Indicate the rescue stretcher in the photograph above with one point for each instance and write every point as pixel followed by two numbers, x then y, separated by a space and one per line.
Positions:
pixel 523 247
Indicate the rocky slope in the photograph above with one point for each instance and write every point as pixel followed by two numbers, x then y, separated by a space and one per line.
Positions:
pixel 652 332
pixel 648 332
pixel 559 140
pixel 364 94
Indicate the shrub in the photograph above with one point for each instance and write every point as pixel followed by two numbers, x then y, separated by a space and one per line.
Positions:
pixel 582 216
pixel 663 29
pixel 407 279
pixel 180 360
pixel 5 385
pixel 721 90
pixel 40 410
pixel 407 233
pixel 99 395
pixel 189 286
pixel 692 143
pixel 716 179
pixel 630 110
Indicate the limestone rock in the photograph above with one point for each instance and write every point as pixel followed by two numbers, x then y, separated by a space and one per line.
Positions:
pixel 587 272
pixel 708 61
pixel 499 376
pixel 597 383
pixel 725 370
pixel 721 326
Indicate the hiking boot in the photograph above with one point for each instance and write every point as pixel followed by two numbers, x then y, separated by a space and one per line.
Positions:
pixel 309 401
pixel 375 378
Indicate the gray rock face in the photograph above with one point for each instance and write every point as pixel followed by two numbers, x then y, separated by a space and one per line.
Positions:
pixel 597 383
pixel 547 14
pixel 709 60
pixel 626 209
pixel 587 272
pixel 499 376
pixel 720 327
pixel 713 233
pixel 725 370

━━━━━━━━━━━━━━━━━━━━

Aim =
Copy out all the entries above, swapping every "Indicate" for "Mark" and leaving everything else unchanged.

Exercise result =
Mark the rescue stretcher in the photograph above with one point for each instance and write every point as pixel followed by two numbers, x then y, separated by a space and one per line.
Positions:
pixel 523 247
Mark the rocky slope in the photograph above with one point for each instance and write every point as pixel followed by two numbers, x then y, separated by a space and one per line.
Positions:
pixel 652 332
pixel 648 332
pixel 559 140
pixel 364 94
Mark the shrub in the photograph above with one point for each instance and write every point as pixel followed by two numbers, x then y, separated by a space and one per line.
Positions:
pixel 582 216
pixel 663 29
pixel 407 279
pixel 180 360
pixel 5 385
pixel 721 90
pixel 40 410
pixel 407 233
pixel 99 395
pixel 189 286
pixel 692 143
pixel 716 179
pixel 630 110
Mark the limestone rock in the photograph above with one point for each instance and write every point as pixel followed by two numbers, x then y, separated by a space and one per line.
Positions:
pixel 587 272
pixel 708 61
pixel 499 376
pixel 597 383
pixel 725 370
pixel 721 326
Mark the hiking boot in the photograph above with one point for each instance and write every point as pixel followed by two numbers, x then y, separated by a space and one per line.
Positions:
pixel 309 401
pixel 375 378
Mark the gray rock face in the photograph above with one point for each instance and write every point as pixel followed by two numbers, x then y, separated by a space and one per line.
Positions:
pixel 597 383
pixel 547 14
pixel 709 60
pixel 626 209
pixel 587 272
pixel 499 376
pixel 720 327
pixel 713 233
pixel 725 370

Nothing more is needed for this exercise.